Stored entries
◇ ◇ ◇

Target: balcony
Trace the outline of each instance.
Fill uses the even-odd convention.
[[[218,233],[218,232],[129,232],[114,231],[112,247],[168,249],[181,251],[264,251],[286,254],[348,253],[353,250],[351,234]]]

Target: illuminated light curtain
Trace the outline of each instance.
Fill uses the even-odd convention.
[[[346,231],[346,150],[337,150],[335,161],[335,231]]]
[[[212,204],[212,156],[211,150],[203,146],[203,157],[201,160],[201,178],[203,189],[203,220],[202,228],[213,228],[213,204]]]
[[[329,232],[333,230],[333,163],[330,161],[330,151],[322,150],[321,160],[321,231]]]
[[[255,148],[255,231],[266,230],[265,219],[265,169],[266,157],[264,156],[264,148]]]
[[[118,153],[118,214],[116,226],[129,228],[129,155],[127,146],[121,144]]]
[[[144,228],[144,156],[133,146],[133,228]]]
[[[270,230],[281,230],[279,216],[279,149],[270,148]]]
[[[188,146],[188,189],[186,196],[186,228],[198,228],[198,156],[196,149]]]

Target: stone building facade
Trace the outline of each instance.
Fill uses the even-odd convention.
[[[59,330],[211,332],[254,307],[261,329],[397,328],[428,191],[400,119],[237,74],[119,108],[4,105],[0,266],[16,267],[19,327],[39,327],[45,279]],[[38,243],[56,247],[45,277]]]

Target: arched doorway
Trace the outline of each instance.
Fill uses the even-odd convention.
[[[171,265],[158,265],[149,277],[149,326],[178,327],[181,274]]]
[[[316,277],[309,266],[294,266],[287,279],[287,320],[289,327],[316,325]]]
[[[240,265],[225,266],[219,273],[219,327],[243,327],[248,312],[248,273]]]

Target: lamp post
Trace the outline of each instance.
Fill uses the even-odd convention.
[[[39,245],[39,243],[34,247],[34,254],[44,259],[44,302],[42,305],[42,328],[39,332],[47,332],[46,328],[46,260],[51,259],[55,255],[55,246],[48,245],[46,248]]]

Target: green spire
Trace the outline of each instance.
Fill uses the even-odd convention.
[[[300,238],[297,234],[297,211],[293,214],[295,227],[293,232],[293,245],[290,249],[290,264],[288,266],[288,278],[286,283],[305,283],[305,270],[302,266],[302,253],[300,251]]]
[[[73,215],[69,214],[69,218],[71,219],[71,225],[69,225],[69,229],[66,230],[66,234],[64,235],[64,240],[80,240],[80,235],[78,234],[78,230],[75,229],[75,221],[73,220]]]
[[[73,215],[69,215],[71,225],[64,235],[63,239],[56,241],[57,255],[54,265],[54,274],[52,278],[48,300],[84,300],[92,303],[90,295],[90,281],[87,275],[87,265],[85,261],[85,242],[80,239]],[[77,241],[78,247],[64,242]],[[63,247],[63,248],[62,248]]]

◇ ◇ ◇

▶ **Exercise goal**
Update the entries above by replacing each occurrence of "outline" with "boundary", and leave everything else unchanged.

▶ **Completed exercise**
Target: balcony
Trace the boundary of each instance.
Fill uses the even-odd convention.
[[[218,233],[218,232],[129,232],[114,231],[112,247],[168,249],[181,251],[264,251],[286,254],[348,253],[353,250],[351,234]]]

Target: illuminated light curtain
Trace the boundary of each instance.
Fill uses the even-odd convention.
[[[346,231],[346,150],[337,150],[335,161],[335,231]]]
[[[212,204],[212,156],[211,150],[203,146],[203,157],[201,160],[201,178],[203,189],[203,220],[202,228],[213,228],[213,204]]]
[[[329,232],[333,230],[333,163],[330,161],[330,151],[322,150],[321,160],[321,231]]]
[[[255,148],[255,231],[266,230],[265,219],[265,169],[266,157],[264,156],[264,148]]]
[[[118,153],[118,214],[116,226],[129,228],[129,155],[127,146],[121,144]]]
[[[144,228],[144,156],[133,146],[133,228]]]
[[[270,230],[281,230],[279,216],[279,149],[270,148]]]
[[[188,146],[188,189],[186,196],[186,228],[198,228],[198,156],[196,149]]]

Target: stone building facade
Trace the boundary of each instance.
Fill uses the even-odd convention.
[[[59,330],[211,332],[254,307],[261,329],[397,328],[428,191],[400,119],[237,74],[119,108],[4,105],[0,266],[16,267],[19,327],[39,327],[45,279]],[[38,243],[56,247],[45,277]]]

Target: arched doorway
Trace the boundary of each instance.
Fill uses the even-odd convention.
[[[171,265],[158,265],[149,277],[149,326],[178,327],[181,274]]]
[[[316,277],[309,266],[294,266],[287,279],[287,320],[289,327],[316,325]]]
[[[240,265],[225,266],[219,273],[219,327],[243,327],[248,312],[248,273]]]

Target: lamp post
Trace the boundary of each instance.
Fill uses the even-odd convention.
[[[39,245],[39,243],[34,247],[34,254],[44,259],[44,302],[42,305],[42,328],[39,332],[47,332],[46,328],[46,260],[51,259],[55,255],[55,246],[48,245],[46,248]]]

Target: green spire
Trace the boundary of each instance.
Fill uses the even-odd convention.
[[[300,238],[297,234],[297,211],[293,214],[295,227],[293,232],[293,245],[290,249],[290,264],[288,266],[288,278],[286,283],[305,283],[305,270],[302,266],[302,253],[300,251]]]
[[[73,215],[69,214],[69,218],[71,219],[71,225],[69,225],[69,229],[66,230],[66,234],[64,235],[64,240],[80,240],[80,235],[78,234],[78,230],[75,229],[75,221],[73,220]]]
[[[73,215],[69,215],[71,225],[64,235],[63,239],[56,241],[57,255],[54,265],[54,274],[52,278],[48,300],[84,300],[92,303],[90,295],[90,281],[87,275],[87,265],[85,261],[85,242],[80,239]],[[77,241],[78,247],[64,242]],[[63,247],[63,248],[62,248]]]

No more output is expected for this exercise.